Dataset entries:
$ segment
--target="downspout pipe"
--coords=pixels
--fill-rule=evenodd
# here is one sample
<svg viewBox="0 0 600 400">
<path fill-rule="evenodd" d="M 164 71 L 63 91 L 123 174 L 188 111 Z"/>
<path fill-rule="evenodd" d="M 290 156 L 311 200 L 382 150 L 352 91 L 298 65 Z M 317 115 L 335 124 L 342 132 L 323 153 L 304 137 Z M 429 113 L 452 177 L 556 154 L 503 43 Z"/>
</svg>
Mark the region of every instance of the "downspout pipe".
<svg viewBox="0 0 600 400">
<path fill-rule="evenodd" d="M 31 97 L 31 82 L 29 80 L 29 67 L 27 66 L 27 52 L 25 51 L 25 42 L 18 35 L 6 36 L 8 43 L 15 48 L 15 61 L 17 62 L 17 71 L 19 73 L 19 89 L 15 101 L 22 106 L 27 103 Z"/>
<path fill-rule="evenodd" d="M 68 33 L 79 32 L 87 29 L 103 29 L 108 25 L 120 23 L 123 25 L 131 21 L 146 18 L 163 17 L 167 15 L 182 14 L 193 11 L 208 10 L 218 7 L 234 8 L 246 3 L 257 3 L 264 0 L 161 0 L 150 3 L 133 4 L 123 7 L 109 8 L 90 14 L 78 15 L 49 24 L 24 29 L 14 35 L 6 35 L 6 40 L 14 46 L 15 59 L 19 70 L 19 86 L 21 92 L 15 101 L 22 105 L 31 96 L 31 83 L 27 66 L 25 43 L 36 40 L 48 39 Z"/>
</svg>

What to work on:
Starting at the first entry and ending at the last, reproduce each one exactly.

Exercise result:
$ segment
--target="downspout pipe"
--coords=pixels
--fill-rule=evenodd
# here is one sample
<svg viewBox="0 0 600 400">
<path fill-rule="evenodd" d="M 164 71 L 63 91 L 123 174 L 188 111 Z"/>
<path fill-rule="evenodd" d="M 290 156 L 311 200 L 382 150 L 352 91 L 298 65 Z M 317 115 L 335 124 L 342 132 L 323 153 L 304 137 Z M 429 113 L 452 177 L 556 154 L 503 43 Z"/>
</svg>
Mark the region of every instance of the "downspout pipe".
<svg viewBox="0 0 600 400">
<path fill-rule="evenodd" d="M 31 97 L 31 82 L 29 80 L 29 67 L 27 66 L 27 52 L 25 51 L 25 42 L 18 35 L 6 36 L 8 43 L 15 48 L 15 61 L 17 62 L 17 71 L 19 73 L 19 89 L 15 101 L 22 106 L 27 103 Z"/>
<path fill-rule="evenodd" d="M 68 33 L 79 32 L 87 29 L 103 29 L 108 25 L 120 23 L 123 25 L 131 21 L 146 18 L 163 17 L 167 15 L 182 14 L 193 11 L 208 10 L 218 7 L 234 8 L 246 3 L 257 3 L 264 0 L 161 0 L 150 3 L 133 4 L 123 7 L 109 8 L 90 14 L 78 15 L 49 24 L 24 29 L 14 35 L 6 35 L 6 40 L 14 46 L 15 59 L 19 70 L 19 86 L 21 92 L 15 101 L 22 105 L 31 96 L 31 83 L 27 66 L 25 43 L 36 40 L 48 39 Z"/>
</svg>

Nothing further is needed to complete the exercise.